-------- Document passage --------

Written by Jackie Sheehan.

Chinese Academy of Social Sciences vice-director Li Shenming’s article in Seeking Truth, the CCP’s theoretical journal, has caused a stir in China for his assertion that “not a single person was persecuted” in the anti-rightist campaign of the late 1950s. Li acknowledges that 550,000 people were “labelled as rightists”, but apparently does not believe that the consequences of this – loss of jobs, being made the target of every other political campaign for the next 20 years, the ruination of family members’ life chances, and, for several hundred thousand, detention in the labour camps which the Chinese government, after more than 30 years of reform, has still not quite managed to abolish – amounted to persecution.

For this first generation of labour-camp prisoners, detention was indefinite; it would end when years of forced labour in harsh and sometimes dangerous conditions had “reformed” you. In practice, this meant that the rehabilitation which came for many only in the late 1970s was often posthumous, though still welcomed for the cloud it lifted from families. “Rightist” actually became part of China’s system of social control by class designation, so that the status of “rightist” could be inherited, like that of “landlord” or “rich peasant”, by the children of the original offender.

Do the “media controlled by international capital” really exaggerate the harm done by the anti-rightist campaign, as Li claims? The campaign abruptly shut down the brief period in which the open expression of critical views of CCP rule had been encouraged, the 1956-7 Hundred Flowers campaign, in which intellectuals, students, workers and peasants alike had spoken out about issues from day-to-day economic mismanagement to fundamental questions of CCP legitimacy.  As Jerome Cohen has noted, it destroyed the formal legal system that had been under development in China, condemning the country to two decades in which every citizen was vulnerable to persecution by those in power and denied legal protection of their constitutional rights, while the party centre’s “label factory” created category after category of “enemies of the people” who could be denied all basic rights.

The purge, which lasted into the early 1960s, also played a part in the rural famine which killed upwards of 30 million between 1958 and 1961, as many of the experts who might have spotted early warning signs of disaster were in labour camps, and officials still in post had learned the lesson that if they were going to make a mistake, it had better be a mistake to the left, such as excessive zeal in seeking out “hidden” food in villages, rather than one to the right, such as questioning whether a country facing starvation should still be exporting grain to the Soviet Union.

--------

In the piece on the anti-rightist campaign, how many people does Li Shenming acknowledge were labeled rightists?

-------- Dataset extract --------

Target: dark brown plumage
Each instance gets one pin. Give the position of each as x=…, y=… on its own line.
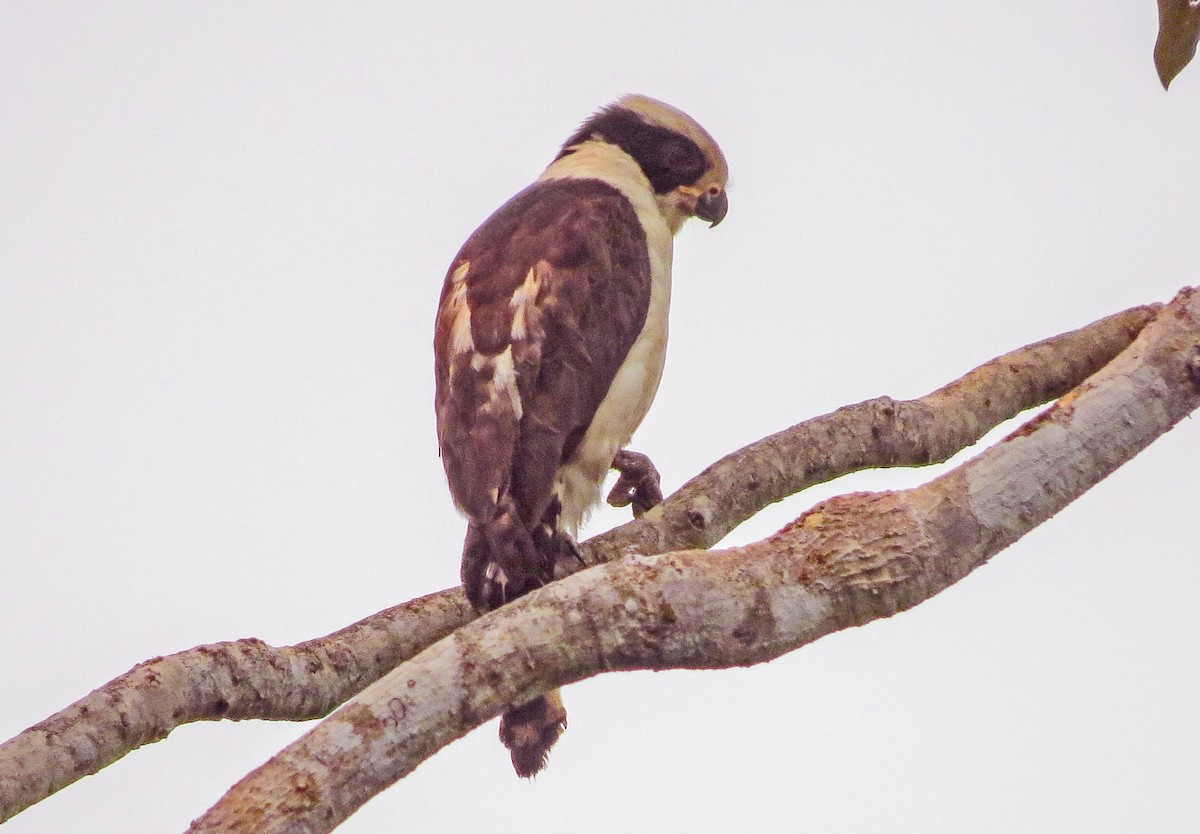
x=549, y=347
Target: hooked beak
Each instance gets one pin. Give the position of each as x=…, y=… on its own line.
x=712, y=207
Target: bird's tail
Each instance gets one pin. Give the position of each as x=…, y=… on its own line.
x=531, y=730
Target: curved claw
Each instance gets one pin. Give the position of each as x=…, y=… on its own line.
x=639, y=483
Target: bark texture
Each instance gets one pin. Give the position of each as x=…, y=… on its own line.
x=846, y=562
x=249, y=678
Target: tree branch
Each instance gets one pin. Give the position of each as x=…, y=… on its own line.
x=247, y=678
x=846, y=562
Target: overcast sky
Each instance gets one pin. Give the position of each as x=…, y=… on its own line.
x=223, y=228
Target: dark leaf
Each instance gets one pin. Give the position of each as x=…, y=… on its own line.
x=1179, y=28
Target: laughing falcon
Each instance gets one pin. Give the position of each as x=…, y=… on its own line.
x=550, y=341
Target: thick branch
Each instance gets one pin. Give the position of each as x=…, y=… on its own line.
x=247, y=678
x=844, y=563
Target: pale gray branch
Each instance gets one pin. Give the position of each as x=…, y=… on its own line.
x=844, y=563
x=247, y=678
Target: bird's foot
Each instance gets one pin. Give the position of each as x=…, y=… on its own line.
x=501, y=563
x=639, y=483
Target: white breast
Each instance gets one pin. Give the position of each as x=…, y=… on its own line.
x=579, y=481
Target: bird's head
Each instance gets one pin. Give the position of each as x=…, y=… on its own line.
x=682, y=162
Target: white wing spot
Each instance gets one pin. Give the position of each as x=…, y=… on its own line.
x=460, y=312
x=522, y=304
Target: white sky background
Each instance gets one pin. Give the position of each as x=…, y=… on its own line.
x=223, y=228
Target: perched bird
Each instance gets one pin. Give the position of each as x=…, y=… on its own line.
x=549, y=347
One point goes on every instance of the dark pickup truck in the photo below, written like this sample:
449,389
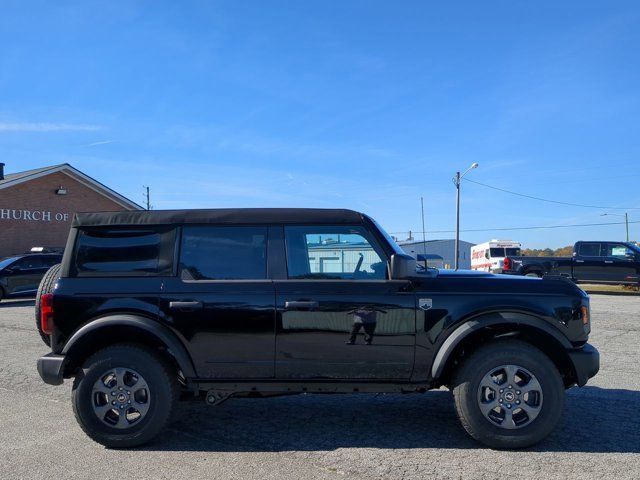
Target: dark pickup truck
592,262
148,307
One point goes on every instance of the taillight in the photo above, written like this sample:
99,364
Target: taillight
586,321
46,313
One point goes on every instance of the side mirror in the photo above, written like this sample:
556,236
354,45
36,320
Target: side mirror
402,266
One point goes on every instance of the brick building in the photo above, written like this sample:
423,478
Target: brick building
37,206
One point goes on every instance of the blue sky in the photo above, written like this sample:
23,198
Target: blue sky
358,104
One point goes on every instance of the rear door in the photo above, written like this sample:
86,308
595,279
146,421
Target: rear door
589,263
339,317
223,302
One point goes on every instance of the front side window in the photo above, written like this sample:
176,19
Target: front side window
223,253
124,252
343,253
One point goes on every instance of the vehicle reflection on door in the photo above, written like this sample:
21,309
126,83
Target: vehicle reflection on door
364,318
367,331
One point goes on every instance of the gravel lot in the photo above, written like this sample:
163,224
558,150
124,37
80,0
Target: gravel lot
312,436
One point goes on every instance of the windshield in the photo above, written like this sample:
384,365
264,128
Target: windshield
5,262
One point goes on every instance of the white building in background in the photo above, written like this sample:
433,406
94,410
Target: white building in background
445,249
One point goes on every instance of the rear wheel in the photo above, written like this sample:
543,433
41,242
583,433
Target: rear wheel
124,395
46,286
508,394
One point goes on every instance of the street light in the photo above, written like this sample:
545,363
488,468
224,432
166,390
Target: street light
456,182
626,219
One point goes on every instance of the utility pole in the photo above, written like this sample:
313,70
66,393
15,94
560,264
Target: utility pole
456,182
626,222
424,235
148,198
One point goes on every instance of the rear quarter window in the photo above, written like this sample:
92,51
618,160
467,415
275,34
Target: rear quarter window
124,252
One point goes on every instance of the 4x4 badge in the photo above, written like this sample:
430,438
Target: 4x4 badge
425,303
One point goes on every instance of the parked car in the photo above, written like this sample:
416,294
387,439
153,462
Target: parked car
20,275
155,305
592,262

--------

> **Solution to this task**: 550,000 people.